Your assignment: Every line of the data that contains the string "image" must be copied.

[Dataset records]
*** Begin section ***

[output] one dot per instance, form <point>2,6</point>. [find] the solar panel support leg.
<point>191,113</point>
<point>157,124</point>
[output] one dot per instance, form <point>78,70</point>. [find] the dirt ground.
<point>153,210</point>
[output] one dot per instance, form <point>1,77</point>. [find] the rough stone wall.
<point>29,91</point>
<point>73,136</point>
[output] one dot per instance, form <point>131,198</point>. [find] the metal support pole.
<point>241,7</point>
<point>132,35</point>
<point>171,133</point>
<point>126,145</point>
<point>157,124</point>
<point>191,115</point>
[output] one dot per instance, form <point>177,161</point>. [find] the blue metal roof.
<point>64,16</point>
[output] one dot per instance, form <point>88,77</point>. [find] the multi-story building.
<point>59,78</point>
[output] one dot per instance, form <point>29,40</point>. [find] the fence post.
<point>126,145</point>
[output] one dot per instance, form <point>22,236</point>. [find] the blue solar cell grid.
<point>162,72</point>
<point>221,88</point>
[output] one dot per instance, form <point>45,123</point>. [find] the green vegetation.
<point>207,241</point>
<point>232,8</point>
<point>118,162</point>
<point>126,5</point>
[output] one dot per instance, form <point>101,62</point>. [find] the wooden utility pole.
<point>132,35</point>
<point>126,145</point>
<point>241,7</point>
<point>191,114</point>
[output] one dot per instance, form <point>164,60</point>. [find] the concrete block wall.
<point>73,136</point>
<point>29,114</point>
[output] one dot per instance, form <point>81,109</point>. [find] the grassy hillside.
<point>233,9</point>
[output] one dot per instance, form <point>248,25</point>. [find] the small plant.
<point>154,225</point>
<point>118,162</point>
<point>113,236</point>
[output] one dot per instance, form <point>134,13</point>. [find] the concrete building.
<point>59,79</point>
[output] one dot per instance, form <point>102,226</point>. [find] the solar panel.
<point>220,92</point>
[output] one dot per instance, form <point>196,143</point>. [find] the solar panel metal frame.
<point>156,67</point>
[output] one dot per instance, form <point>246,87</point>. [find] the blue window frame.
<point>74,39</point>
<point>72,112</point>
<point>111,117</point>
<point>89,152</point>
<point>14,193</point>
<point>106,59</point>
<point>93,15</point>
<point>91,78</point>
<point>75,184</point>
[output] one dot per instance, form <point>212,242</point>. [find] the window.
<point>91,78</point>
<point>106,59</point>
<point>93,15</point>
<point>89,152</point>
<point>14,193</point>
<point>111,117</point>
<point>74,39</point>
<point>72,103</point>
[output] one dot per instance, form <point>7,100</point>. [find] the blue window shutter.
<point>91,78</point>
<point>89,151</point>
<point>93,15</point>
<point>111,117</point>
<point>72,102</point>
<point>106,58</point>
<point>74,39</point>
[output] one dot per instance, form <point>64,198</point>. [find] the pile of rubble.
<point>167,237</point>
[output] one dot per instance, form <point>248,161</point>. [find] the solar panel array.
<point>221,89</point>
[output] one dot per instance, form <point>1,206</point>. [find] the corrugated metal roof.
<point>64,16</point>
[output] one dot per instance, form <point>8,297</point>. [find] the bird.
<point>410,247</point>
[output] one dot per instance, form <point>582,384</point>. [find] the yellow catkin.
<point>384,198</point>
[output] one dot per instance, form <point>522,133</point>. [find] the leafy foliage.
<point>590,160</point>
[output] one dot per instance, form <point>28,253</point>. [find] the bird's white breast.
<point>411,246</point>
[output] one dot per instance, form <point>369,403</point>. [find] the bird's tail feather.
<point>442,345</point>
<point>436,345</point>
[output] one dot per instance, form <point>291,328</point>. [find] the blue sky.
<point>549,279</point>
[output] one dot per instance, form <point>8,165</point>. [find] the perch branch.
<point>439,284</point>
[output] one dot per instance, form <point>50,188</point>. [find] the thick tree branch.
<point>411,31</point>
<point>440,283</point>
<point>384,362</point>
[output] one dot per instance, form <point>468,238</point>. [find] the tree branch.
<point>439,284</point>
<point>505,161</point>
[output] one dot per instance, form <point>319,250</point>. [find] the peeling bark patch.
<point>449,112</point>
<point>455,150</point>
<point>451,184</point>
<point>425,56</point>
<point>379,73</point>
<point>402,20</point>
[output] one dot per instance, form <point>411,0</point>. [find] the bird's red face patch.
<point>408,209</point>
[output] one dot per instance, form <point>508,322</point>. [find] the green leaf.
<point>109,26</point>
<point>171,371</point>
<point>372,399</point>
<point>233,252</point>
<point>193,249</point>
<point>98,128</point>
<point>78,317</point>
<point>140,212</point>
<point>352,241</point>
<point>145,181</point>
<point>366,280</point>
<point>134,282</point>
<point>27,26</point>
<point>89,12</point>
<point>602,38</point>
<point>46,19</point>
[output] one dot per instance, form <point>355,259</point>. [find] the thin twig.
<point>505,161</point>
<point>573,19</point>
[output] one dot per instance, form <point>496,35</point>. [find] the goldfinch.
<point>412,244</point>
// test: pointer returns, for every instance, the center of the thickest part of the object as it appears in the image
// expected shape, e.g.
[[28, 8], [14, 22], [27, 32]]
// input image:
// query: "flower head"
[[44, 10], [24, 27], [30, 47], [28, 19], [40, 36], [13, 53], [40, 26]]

*** End section ***

Problem solution:
// test: pointer returns, for every instance, the center of the thickest part of the object as it appears in the image
// input image:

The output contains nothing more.